> [Prompt]
Please pick out every line in the entries below that contains the word "stone" and copy each one.
[START OF Supplied material]
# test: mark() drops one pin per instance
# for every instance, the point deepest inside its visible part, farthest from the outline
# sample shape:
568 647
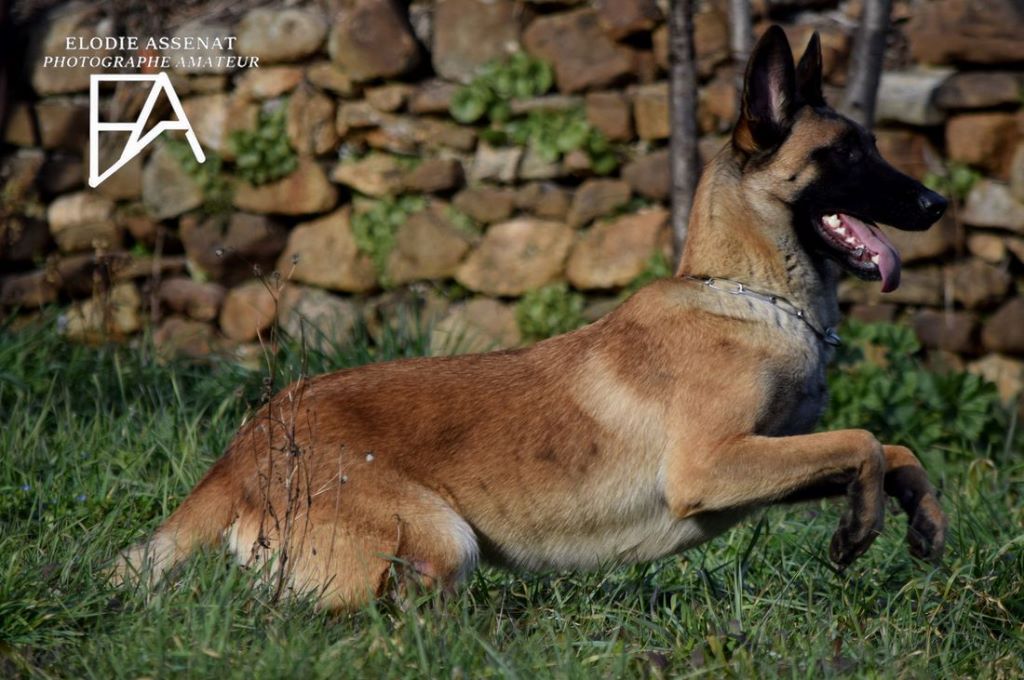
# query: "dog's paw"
855 535
926 532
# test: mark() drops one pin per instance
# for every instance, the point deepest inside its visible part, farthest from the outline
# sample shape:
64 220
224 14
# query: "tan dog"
640 435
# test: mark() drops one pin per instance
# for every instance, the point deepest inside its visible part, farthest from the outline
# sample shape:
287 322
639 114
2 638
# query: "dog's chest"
796 389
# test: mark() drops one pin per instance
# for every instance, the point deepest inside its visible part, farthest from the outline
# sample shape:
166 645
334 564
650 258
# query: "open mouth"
865 250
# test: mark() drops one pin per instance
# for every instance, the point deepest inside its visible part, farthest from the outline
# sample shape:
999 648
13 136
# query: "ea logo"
136 141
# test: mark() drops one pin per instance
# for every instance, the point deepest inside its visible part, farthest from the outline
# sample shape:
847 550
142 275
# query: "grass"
100 443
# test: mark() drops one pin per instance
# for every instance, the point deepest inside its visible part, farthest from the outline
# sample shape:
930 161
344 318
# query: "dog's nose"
932 204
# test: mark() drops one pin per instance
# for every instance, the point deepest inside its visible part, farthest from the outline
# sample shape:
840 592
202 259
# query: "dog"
645 433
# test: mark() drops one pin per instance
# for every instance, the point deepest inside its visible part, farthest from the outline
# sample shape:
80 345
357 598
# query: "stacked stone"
368 89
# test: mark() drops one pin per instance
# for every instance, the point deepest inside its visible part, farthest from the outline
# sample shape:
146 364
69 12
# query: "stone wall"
460 223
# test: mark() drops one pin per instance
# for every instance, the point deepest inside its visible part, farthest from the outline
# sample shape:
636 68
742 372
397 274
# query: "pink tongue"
877 242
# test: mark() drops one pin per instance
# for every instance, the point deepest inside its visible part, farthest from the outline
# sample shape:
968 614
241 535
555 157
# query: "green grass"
99 444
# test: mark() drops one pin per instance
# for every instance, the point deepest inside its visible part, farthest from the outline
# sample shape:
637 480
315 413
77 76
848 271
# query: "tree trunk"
865 65
685 166
6 60
740 40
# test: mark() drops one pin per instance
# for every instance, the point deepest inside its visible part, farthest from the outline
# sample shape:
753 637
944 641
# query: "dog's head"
822 167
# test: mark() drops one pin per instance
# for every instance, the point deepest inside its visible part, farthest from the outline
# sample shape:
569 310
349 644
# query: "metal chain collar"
828 335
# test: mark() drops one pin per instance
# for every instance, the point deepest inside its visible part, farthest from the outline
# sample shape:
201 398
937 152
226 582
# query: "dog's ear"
809 74
769 94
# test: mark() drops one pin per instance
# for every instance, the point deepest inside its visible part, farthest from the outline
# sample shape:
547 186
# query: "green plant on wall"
549 310
890 392
550 133
519 77
375 226
264 155
955 182
216 186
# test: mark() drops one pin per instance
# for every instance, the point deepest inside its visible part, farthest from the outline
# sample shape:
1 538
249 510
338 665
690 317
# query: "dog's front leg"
753 470
907 482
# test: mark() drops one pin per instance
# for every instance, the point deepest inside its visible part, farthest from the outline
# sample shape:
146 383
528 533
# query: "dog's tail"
200 520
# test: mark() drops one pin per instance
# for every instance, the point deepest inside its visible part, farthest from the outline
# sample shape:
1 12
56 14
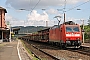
[END OF Supplied material]
> [Full response]
# query: "stacked stone"
# query: "stone wall"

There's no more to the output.